== Data to process ==

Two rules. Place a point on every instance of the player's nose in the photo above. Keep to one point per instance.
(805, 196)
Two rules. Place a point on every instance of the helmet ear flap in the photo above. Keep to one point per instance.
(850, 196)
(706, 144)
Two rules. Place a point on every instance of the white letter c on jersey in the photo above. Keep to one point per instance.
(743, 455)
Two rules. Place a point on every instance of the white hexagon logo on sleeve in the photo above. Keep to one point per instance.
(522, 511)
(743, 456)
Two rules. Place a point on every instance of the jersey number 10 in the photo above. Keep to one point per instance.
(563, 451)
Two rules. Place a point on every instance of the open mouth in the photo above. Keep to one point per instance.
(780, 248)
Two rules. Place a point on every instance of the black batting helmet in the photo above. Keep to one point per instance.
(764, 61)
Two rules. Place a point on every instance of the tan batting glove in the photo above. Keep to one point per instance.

===
== Data to process ==

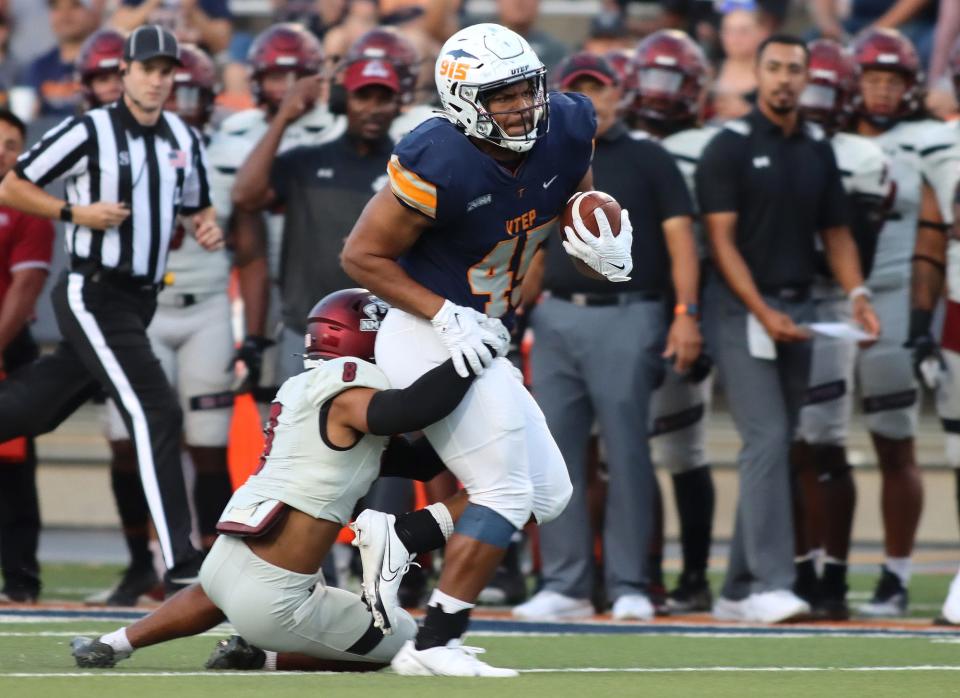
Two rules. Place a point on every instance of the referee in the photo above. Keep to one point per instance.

===

Exercise goal:
Which lines of the records contain the word "batting", with case counting? Report each such line in full.

Exercise solution:
Two rules. Place a point on every instance of the black batting helmet in the photo above. Keep to one point per instance.
Two rules. Place a point on every instance of the tan batting glove in the photo above. Keep to one point per instance.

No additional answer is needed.